### PROVIDED PASSAGE
-- Start --

# Support of conduit under 24"



## nick

*nipple 24 inches*

Well as i see it its a nipple less than 24 inches so no you dont . a nipple is not a raceway in the code. take care best to ya .


----------



## Iber

can you quote any code articles for that, just curious because I couldn't find it earlier today. I'd just like to know incase my inspector says anything


----------



## guschash

358.30(c)


----------



## nick

*3 foot rule*

Well if you look at most conduits types emt/ imc /rigid nec code support methods it says within 3 foot of box or fitting , your nipple is not 3 foot so you dont have too strap it , if you install a panel in a electric room and its less than 3 foot from the floor to bottom of that panel you dont strap it unless you want to . best to ya


----------



## Iber

yeah, that's what I told my foreman but he didn't want to believe me and I couldn't find the code article on it at the time. Thanks for the help guys


----------



## william1978

If the conduit is over 18" long you would have to support it. So you wouldn't need a strap on that 18" nipple.

-- End --

### ROWS
-- Start --

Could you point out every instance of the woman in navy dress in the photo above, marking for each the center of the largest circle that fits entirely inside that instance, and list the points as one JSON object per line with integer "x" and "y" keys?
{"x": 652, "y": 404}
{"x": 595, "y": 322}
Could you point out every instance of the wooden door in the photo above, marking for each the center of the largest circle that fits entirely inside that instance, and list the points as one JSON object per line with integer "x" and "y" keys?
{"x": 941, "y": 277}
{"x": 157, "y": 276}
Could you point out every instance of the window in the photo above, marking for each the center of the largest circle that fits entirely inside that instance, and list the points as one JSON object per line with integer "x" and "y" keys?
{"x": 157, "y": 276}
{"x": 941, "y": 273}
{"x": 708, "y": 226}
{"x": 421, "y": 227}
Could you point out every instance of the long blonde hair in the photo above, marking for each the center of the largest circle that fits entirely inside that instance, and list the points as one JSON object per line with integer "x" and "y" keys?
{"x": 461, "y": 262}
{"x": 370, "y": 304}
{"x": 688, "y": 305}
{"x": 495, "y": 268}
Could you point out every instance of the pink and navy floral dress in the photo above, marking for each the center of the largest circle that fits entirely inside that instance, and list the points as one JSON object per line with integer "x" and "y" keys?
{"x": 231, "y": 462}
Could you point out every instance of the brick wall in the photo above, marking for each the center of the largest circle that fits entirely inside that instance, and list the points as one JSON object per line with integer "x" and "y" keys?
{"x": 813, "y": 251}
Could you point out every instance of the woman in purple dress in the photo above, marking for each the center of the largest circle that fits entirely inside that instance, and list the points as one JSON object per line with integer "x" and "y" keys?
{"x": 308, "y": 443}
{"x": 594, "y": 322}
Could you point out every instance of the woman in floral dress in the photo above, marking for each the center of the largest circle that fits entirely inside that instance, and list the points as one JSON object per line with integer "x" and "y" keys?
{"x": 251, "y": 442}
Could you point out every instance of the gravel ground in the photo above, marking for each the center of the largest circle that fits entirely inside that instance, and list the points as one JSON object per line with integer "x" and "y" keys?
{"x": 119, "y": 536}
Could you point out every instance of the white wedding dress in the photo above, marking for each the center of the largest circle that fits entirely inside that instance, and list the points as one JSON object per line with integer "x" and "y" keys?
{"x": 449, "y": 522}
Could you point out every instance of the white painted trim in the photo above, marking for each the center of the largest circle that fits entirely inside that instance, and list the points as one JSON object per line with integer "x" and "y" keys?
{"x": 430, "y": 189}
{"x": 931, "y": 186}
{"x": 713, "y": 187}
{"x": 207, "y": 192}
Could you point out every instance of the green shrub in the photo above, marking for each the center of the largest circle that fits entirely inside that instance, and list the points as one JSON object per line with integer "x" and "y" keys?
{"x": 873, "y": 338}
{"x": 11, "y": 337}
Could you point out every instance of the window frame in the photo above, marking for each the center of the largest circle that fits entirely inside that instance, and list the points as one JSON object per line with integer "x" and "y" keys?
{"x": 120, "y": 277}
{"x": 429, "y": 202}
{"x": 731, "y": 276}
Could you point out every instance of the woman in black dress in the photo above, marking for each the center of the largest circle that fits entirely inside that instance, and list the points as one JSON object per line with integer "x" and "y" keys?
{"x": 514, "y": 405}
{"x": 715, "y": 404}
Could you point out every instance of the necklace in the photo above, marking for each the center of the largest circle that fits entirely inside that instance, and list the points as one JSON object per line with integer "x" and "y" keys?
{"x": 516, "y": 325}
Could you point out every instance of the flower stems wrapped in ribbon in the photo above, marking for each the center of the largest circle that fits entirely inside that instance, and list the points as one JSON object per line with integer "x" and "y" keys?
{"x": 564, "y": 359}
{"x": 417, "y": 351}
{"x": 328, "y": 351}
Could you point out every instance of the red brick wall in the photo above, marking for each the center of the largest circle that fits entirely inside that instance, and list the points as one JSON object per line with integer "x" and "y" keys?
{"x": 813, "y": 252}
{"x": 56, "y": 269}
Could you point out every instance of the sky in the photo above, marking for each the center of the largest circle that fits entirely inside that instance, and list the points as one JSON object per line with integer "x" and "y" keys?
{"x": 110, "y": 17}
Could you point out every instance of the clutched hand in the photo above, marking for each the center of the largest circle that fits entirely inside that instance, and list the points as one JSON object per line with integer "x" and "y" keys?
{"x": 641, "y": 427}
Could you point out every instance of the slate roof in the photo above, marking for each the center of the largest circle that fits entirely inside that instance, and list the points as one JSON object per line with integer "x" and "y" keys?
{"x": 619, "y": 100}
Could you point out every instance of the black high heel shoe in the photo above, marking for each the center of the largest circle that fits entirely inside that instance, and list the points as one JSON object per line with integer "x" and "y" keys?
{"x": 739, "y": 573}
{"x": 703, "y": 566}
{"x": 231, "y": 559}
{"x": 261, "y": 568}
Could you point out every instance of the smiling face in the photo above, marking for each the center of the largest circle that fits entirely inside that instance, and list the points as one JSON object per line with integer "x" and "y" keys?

-- End --

### WORK TO COMPLETE
A. Answer these questions about the conduit support thread:
(i) What code article does guschash give?
(ii) In nick's post on the 3 foot rule, within what distance of a box or fitting do the support methods require support?
(iii) According to william1978, above what length would the conduit have to be supported?
B. Gather every line of the records that contains the word "wedding".

### SOLUTIONS TO THE EXERCISE
A.
(i) 358.30(c)
(ii) Within 3 foot
(iii) Over 18"

B.
Could you point out every instance of the white wedding dress in the photo above, marking for each the center of the largest circle that fits entirely inside that instance, and list the points as one JSON object per line with integer "x" and "y" keys?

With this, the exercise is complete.